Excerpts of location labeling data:
==========
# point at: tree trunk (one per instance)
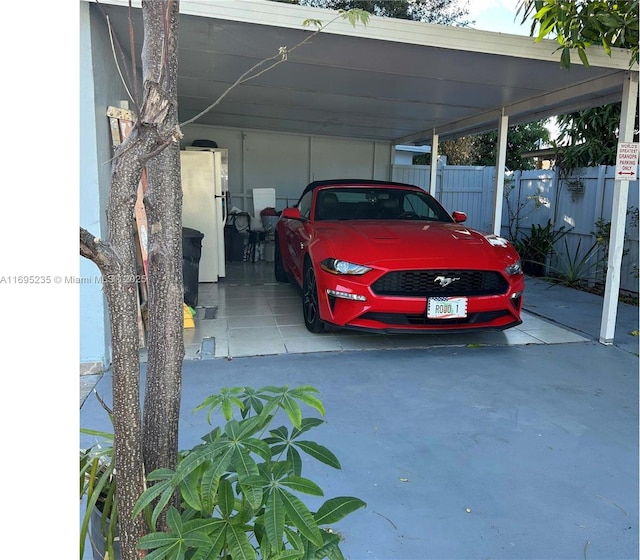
(153, 143)
(163, 204)
(121, 289)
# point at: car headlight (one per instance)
(515, 268)
(336, 266)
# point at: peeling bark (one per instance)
(151, 143)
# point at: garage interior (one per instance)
(391, 82)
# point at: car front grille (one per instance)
(429, 283)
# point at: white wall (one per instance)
(288, 162)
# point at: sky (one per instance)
(498, 16)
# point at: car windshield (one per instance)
(377, 204)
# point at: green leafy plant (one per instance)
(98, 485)
(239, 489)
(579, 268)
(536, 245)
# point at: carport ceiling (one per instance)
(392, 80)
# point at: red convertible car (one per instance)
(387, 257)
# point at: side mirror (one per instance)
(459, 217)
(291, 213)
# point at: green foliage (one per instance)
(239, 488)
(444, 12)
(520, 138)
(579, 24)
(97, 483)
(590, 137)
(579, 268)
(518, 209)
(537, 244)
(481, 149)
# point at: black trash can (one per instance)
(191, 251)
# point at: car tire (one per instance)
(278, 267)
(310, 307)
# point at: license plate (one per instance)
(447, 308)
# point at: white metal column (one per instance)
(618, 215)
(434, 164)
(501, 158)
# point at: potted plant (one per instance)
(536, 245)
(239, 489)
(98, 485)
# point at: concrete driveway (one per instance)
(473, 452)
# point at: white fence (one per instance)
(578, 202)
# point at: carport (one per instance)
(396, 81)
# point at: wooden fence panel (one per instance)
(577, 202)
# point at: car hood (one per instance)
(416, 243)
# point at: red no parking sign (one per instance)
(627, 161)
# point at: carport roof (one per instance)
(392, 80)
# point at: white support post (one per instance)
(434, 164)
(501, 158)
(618, 216)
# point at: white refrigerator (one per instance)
(204, 189)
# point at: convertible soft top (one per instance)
(347, 182)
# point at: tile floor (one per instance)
(255, 315)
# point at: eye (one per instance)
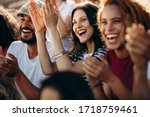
(83, 19)
(74, 22)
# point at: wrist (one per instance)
(97, 85)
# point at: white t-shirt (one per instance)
(148, 71)
(30, 67)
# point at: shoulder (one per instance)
(17, 44)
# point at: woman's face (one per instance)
(49, 93)
(81, 26)
(112, 27)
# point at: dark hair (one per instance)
(91, 12)
(133, 12)
(9, 30)
(71, 86)
(7, 89)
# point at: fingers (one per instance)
(33, 10)
(91, 67)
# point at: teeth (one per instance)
(81, 32)
(26, 30)
(111, 36)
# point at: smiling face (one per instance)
(112, 27)
(81, 26)
(27, 30)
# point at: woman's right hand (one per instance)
(50, 14)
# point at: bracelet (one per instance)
(59, 55)
(97, 85)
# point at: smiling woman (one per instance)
(116, 71)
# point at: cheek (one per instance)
(73, 28)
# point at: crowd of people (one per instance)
(81, 50)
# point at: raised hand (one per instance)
(36, 17)
(50, 14)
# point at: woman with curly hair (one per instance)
(116, 70)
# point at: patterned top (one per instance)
(75, 56)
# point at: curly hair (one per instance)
(132, 12)
(9, 28)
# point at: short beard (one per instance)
(30, 41)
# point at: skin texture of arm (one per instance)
(11, 69)
(138, 45)
(102, 71)
(36, 16)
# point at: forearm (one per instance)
(63, 62)
(119, 89)
(27, 88)
(140, 87)
(99, 92)
(63, 29)
(46, 64)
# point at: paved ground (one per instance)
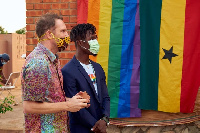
(12, 122)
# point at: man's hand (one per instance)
(99, 127)
(76, 103)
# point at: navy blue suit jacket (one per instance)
(76, 79)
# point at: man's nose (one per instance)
(67, 35)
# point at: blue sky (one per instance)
(12, 14)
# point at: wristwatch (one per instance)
(106, 119)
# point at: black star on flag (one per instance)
(169, 54)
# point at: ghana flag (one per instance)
(170, 54)
(117, 23)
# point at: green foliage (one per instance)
(5, 105)
(3, 31)
(21, 31)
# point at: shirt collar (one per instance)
(49, 54)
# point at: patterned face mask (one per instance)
(62, 43)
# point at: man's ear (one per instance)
(49, 34)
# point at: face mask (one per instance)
(4, 63)
(62, 43)
(94, 46)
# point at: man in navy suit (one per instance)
(82, 74)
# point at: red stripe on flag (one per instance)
(191, 57)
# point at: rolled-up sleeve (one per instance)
(35, 77)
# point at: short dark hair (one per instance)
(46, 22)
(79, 31)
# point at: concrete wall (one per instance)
(14, 45)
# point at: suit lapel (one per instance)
(84, 73)
(98, 79)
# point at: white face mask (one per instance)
(4, 63)
(94, 46)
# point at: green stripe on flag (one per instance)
(114, 63)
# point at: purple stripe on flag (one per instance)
(135, 77)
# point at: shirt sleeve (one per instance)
(35, 77)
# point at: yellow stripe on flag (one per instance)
(170, 74)
(104, 33)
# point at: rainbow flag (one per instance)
(117, 24)
(170, 55)
(162, 72)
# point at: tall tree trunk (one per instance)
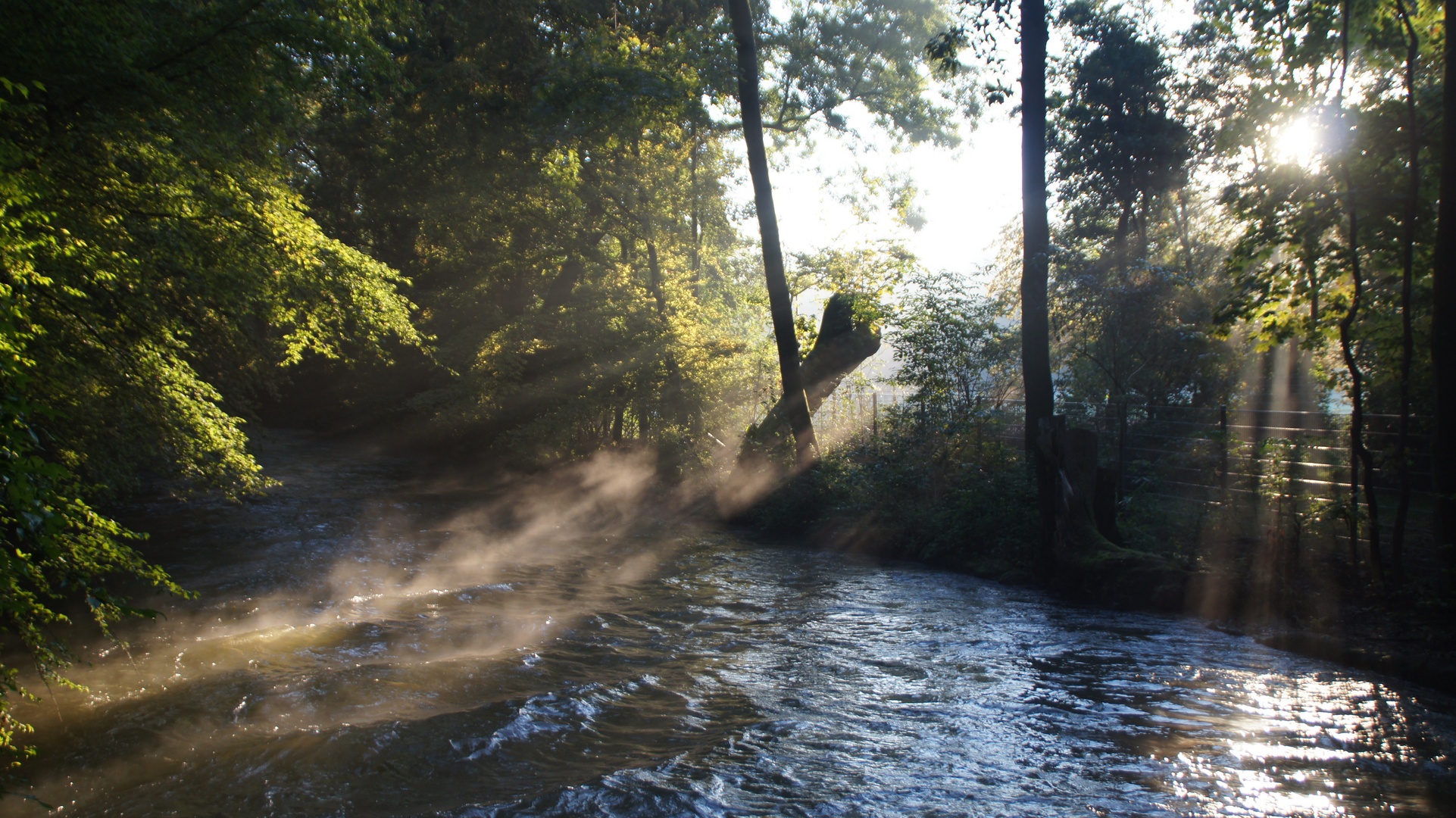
(1359, 453)
(1036, 354)
(1361, 459)
(1413, 52)
(1443, 333)
(781, 303)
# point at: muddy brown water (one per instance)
(366, 644)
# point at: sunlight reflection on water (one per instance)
(696, 674)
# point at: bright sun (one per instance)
(1298, 142)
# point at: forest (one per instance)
(1208, 371)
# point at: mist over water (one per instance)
(370, 645)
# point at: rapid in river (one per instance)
(369, 645)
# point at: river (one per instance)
(364, 644)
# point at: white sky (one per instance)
(967, 194)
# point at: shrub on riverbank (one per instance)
(948, 494)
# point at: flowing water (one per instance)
(364, 645)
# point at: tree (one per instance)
(1443, 312)
(781, 303)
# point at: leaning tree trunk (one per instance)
(1036, 354)
(781, 303)
(843, 342)
(1443, 333)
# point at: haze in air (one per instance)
(878, 408)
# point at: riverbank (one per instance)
(967, 505)
(380, 642)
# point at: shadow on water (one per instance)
(364, 645)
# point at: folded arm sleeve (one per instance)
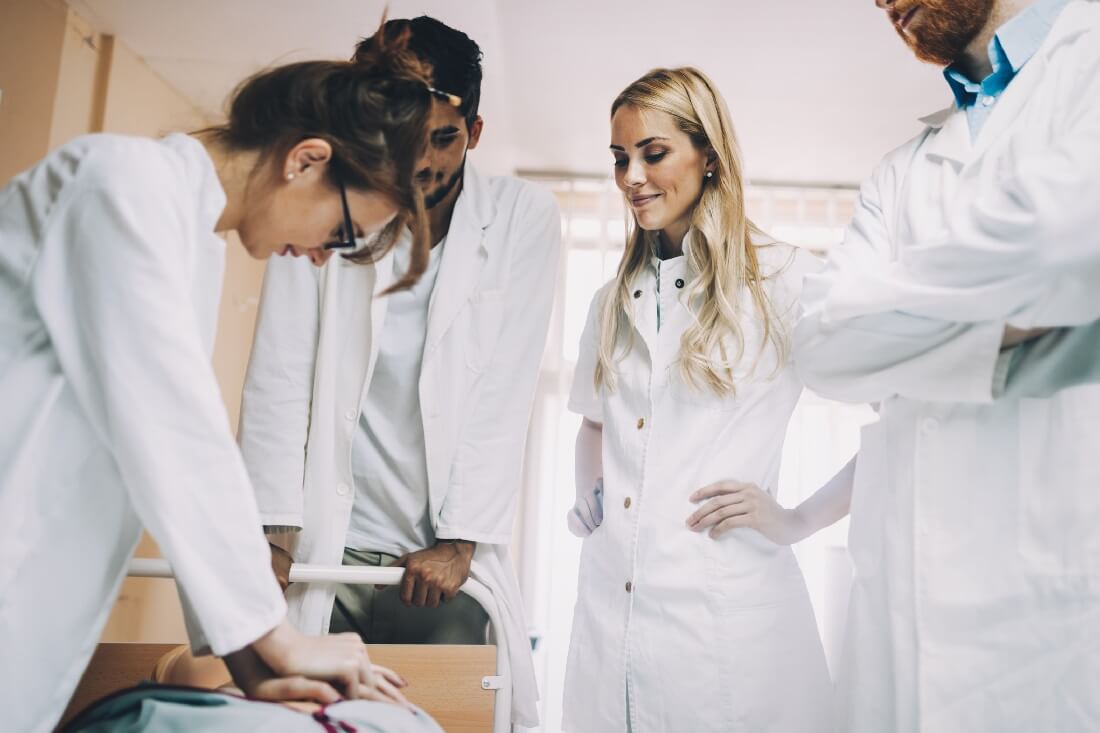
(884, 352)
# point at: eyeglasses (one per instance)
(347, 240)
(453, 100)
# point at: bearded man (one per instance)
(964, 303)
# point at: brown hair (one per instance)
(374, 115)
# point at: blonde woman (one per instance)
(688, 616)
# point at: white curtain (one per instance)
(822, 435)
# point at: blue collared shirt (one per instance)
(1012, 46)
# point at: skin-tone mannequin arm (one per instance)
(734, 504)
(587, 513)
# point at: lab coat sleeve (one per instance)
(886, 352)
(275, 403)
(583, 397)
(112, 288)
(481, 501)
(1021, 240)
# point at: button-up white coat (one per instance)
(110, 415)
(310, 371)
(976, 603)
(702, 634)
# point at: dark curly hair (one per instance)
(453, 56)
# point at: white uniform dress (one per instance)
(110, 275)
(699, 634)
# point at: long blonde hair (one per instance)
(721, 249)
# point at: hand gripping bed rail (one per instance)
(361, 576)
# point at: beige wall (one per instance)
(62, 78)
(32, 33)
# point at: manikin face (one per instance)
(937, 31)
(300, 211)
(440, 170)
(658, 168)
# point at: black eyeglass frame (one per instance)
(348, 231)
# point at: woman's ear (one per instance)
(304, 156)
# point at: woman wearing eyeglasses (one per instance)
(110, 274)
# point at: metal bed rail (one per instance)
(501, 684)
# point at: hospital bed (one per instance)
(465, 688)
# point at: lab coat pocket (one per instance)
(1059, 483)
(483, 318)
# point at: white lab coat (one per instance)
(310, 370)
(976, 603)
(706, 634)
(110, 275)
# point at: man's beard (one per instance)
(945, 28)
(436, 197)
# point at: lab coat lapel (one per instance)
(364, 315)
(464, 255)
(952, 140)
(645, 312)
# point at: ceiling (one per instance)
(818, 89)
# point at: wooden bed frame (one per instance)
(446, 680)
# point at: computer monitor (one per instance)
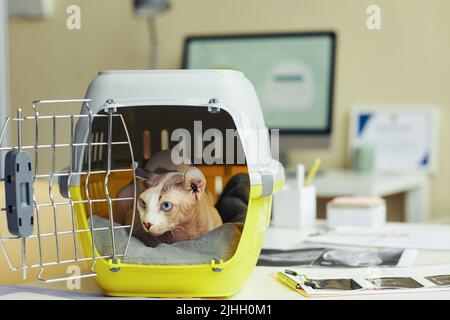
(293, 74)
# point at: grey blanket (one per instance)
(220, 243)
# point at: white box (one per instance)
(370, 216)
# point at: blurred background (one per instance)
(403, 64)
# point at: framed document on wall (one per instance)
(402, 138)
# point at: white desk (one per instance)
(415, 185)
(259, 286)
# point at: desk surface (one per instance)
(260, 285)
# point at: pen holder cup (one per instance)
(295, 208)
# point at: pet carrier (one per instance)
(126, 117)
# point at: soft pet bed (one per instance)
(220, 243)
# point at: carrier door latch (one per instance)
(19, 193)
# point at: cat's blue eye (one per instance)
(166, 206)
(142, 204)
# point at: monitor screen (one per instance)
(292, 74)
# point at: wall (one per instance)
(406, 62)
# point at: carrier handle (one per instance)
(271, 180)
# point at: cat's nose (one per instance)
(147, 225)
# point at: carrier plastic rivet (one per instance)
(213, 105)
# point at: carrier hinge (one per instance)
(217, 265)
(214, 105)
(114, 266)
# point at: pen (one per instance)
(286, 280)
(313, 172)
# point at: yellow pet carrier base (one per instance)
(132, 98)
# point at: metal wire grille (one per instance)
(48, 234)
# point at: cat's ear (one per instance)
(195, 182)
(142, 177)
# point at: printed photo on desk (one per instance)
(338, 258)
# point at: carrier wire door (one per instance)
(34, 206)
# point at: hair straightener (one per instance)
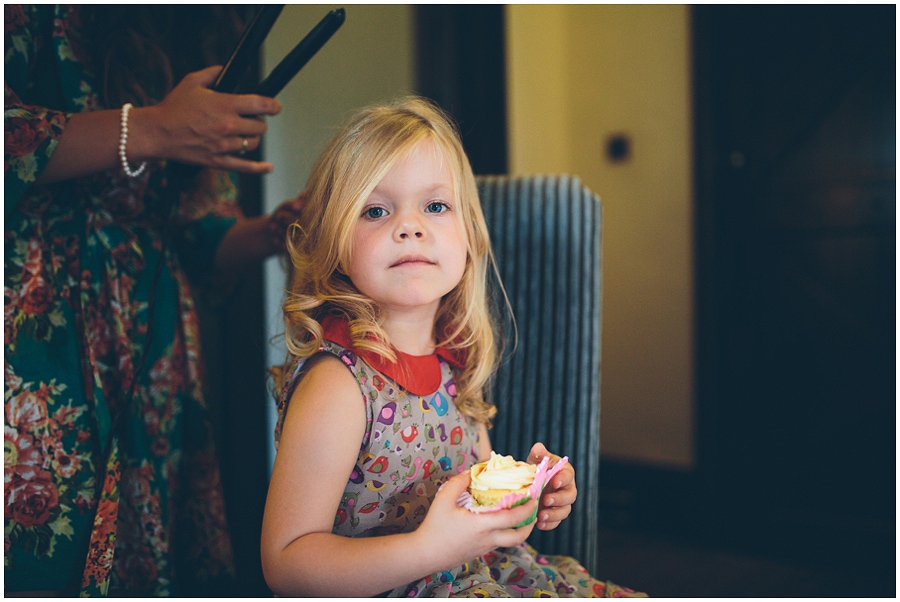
(245, 52)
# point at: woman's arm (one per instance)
(319, 446)
(193, 124)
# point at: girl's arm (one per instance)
(319, 446)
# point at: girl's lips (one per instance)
(411, 259)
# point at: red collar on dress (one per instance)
(418, 374)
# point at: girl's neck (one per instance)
(411, 333)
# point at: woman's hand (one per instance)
(194, 124)
(559, 494)
(459, 535)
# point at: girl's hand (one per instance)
(460, 535)
(559, 494)
(194, 124)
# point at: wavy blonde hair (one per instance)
(319, 244)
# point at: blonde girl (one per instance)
(391, 344)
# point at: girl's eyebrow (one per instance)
(427, 189)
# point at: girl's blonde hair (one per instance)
(319, 245)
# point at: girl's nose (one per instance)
(409, 227)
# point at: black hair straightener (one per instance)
(245, 52)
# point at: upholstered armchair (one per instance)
(546, 236)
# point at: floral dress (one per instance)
(415, 440)
(110, 475)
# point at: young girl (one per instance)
(391, 344)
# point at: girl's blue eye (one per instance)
(374, 212)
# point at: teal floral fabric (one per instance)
(110, 477)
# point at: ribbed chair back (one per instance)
(545, 232)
==========
Extract only the lines from the line containing "# point at: desk surface (one per instance)" through the final line of the listing above, unchanged; pictures stay out of the copy.

# point at: desk surface (one per instance)
(260, 285)
# point at: pen holder cup (one per instance)
(295, 208)
# point at: pet carrier (one per instance)
(126, 117)
# point at: soft pet bed (one per instance)
(220, 243)
# point at: carrier door latch (one per instance)
(19, 193)
# point at: cat's blue eye (one per instance)
(166, 206)
(142, 204)
# point at: monitor screen (one per instance)
(292, 74)
# point at: wall (one per instance)
(406, 62)
# point at: carrier handle (one per instance)
(271, 180)
# point at: cat's nose (one per instance)
(147, 225)
# point at: carrier plastic rivet (one per instance)
(213, 105)
# point at: carrier hinge (one per instance)
(217, 265)
(214, 105)
(114, 266)
# point at: pen (one per instance)
(286, 280)
(313, 172)
# point at: yellow pet carrier base (one per instance)
(132, 98)
# point at: metal wire grille (one per instance)
(48, 234)
# point at: cat's ear (one per instance)
(195, 182)
(142, 177)
# point at: printed photo on desk (one per instance)
(338, 258)
# point at: carrier wire door (one per instance)
(34, 206)
# point at: hair straightener (one per instance)
(245, 52)
# point at: woman's arm (one per instance)
(319, 446)
(193, 124)
# point at: girl's arm (one per instance)
(319, 446)
# point at: girl's lips (one per instance)
(411, 259)
# point at: red collar on dress (one per instance)
(418, 374)
# point at: girl's neck (one per instance)
(411, 333)
# point at: woman's hand (one per instance)
(194, 124)
(559, 494)
(459, 535)
# point at: girl's hand (one per instance)
(460, 535)
(559, 494)
(194, 124)
# point at: wavy blonde hair (one per instance)
(319, 244)
# point at: blonde girl (one per instance)
(391, 344)
# point at: girl's eyebrow (one per instance)
(427, 189)
# point at: girl's blonde hair (one per instance)
(319, 245)
# point at: girl's nose (one per instance)
(409, 227)
# point at: black hair straightener (one per instance)
(245, 52)
# point at: upholstered armchair (one per instance)
(546, 236)
# point at: floral dress (one per instance)
(415, 440)
(110, 475)
# point at: young girl (one per instance)
(391, 344)
# point at: girl's blue eye (one per instance)
(374, 212)
# point at: teal floral fabric (one per instance)
(110, 477)
# point at: ribbed chair back (one per instance)
(545, 232)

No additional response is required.